**Records contained in a dataset**:
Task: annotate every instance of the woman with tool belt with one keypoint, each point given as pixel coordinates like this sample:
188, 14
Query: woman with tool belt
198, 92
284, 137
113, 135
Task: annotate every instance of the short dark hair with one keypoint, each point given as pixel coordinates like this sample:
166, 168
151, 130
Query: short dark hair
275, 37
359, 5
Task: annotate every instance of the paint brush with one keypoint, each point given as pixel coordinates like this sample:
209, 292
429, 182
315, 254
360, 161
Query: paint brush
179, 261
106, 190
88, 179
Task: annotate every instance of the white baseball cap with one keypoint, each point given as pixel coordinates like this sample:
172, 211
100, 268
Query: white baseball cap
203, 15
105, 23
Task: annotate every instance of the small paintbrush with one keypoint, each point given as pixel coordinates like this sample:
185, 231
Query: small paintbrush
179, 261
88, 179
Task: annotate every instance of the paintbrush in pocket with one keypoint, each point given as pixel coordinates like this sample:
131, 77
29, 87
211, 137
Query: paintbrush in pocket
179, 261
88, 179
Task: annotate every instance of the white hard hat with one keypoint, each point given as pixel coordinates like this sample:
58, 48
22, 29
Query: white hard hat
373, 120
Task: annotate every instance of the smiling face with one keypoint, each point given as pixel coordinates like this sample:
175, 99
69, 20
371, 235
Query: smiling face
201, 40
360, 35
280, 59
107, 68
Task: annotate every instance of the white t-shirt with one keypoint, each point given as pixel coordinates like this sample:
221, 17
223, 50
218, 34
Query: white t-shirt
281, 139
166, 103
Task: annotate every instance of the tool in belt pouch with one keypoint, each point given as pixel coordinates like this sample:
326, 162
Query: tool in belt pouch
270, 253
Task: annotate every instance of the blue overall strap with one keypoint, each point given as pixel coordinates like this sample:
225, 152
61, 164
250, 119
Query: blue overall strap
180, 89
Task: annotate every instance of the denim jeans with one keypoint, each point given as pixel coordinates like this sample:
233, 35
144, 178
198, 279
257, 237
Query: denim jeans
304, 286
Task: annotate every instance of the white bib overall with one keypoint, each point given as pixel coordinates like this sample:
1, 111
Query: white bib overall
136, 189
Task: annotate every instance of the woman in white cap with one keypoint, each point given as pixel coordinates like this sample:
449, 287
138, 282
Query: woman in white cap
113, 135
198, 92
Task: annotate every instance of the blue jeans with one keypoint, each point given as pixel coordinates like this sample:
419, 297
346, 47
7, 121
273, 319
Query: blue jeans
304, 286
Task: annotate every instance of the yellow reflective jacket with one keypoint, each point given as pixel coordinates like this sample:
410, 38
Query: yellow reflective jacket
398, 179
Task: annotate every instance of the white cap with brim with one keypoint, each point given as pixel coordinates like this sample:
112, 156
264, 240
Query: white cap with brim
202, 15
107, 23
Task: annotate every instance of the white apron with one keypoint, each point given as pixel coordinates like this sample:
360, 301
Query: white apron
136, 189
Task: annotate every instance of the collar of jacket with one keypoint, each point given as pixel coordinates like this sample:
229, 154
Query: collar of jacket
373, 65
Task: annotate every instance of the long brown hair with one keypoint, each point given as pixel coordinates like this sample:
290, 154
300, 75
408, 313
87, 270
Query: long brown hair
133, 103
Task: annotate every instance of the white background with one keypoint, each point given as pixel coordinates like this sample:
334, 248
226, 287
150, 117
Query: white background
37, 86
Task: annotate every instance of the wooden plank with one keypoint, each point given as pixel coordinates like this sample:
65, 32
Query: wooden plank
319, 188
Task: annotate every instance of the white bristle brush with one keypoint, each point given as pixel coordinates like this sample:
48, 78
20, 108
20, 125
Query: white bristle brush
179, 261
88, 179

**ABOUT THIS EXERCISE**: An exact copy of every entry above is required.

**ANSWER TO THE PROBLEM**:
Task: annotate every instance of the woman with tool belt with one keypoint, each point given as pixel coordinates like this sample:
188, 14
Query: woman with tool belt
198, 92
284, 137
113, 135
Task: annotate every instance of the short dark hair with one keypoint, each point given as pixel coordinates like this sample:
166, 168
151, 130
Query: short dark hair
275, 37
359, 5
Task: annotate every instance of the paint brush with one keypoint, each point given as pixel coordinates like this sample:
209, 292
429, 182
315, 254
360, 161
Query: paint brush
179, 261
106, 190
88, 179
Task: annotate every instance of the white baseball cap with one keypoint, each point given as pixel coordinates like this sample:
172, 211
100, 268
Query: white baseball cap
203, 15
105, 23
Task: annotate every instance of the small paintbrush with one keypoint, each point given as pixel coordinates like this sample:
185, 231
Query: small paintbrush
179, 261
88, 179
Task: annotate every instance of the paintbrush in pocket with one keypoint, each point given as pixel coordinates like this sample:
131, 77
29, 87
211, 137
Query: paintbrush in pocket
179, 261
88, 179
Task: annotate every instance of the white hard hat with one keypoint, each point given as pixel coordinates like this sample:
58, 48
22, 29
Query: white hard hat
373, 120
Task: annotate every instance of the smiling face with one keypoint, each point given as pixel coordinates like this sample:
175, 99
69, 20
371, 235
Query: smiling face
201, 40
360, 35
280, 59
107, 68
Task: annotate every instance of the white t-shirt with one keypoint, each point given as pixel coordinates like this sample:
221, 17
223, 50
218, 34
Query: white t-shirt
281, 139
166, 103
Task: annotate every instance of the tool in belt pouch with one keypoint, each point given as pixel coordinates like this sample:
326, 162
Query: tool in belt pouch
270, 253
Task: annotate every instance of the blue overall strap with one keypoint, each point given as pixel coordinates like this sample:
225, 152
61, 164
250, 119
Query: blue overall strap
180, 89
Task: annotate every instance of the denim jeans with one keypoint, each point given as pixel coordinates like this sample:
233, 35
144, 178
198, 279
257, 237
Query: denim jeans
304, 286
Task: annotate every instance of the white bib overall with one keypoint, each point given as pixel coordinates like this sample:
1, 111
Query: white bib overall
136, 189
Task: annotate every instance of the woman in white cap with one keypoint, each point given as pixel coordinates like this sample:
449, 287
138, 282
Query: woman in white cap
113, 135
198, 92
Task: annotate every instance of the blue jeans with one keypoint, each point given as pixel coordinates like this sample:
419, 297
346, 47
7, 121
273, 319
Query: blue jeans
304, 286
Task: annotate every instance of the yellow reflective jacket with one keypoint, each point given as pixel coordinates like this sample:
410, 38
Query: yellow reflective jacket
398, 179
Task: annotate every instance of the white cap with brim with one keypoint, each point given as pixel coordinates like this sample:
112, 156
264, 240
Query: white cap with brim
202, 15
107, 23
Task: annotate every instance of the white apron with one keypoint, each point given as pixel coordinates like this sample:
360, 301
Query: white apron
136, 189
Task: annotate every instance of the collar of jacket with one keypoint, each point given as pixel coordinates like this sample:
229, 154
Query: collar of jacket
373, 65
Task: annotate every instance of the long brown hair with one keypoint, each point given as pixel coordinates like this sample:
290, 154
300, 75
408, 313
87, 270
Query: long brown hair
133, 103
Task: annotate every instance of the white background with one keypoint, each point given as pixel coordinates like this sample:
334, 248
226, 287
150, 117
Query: white background
37, 86
Task: annotate every instance of the wooden plank with one keypoint, each point given as pixel coordinates like this sample:
65, 32
Query: wooden plank
319, 188
Task: annotate every instance of the white bristle brush with one keypoint, each point given as pixel coordinates like this sample:
48, 78
20, 108
20, 125
Query: white bristle brush
179, 261
88, 179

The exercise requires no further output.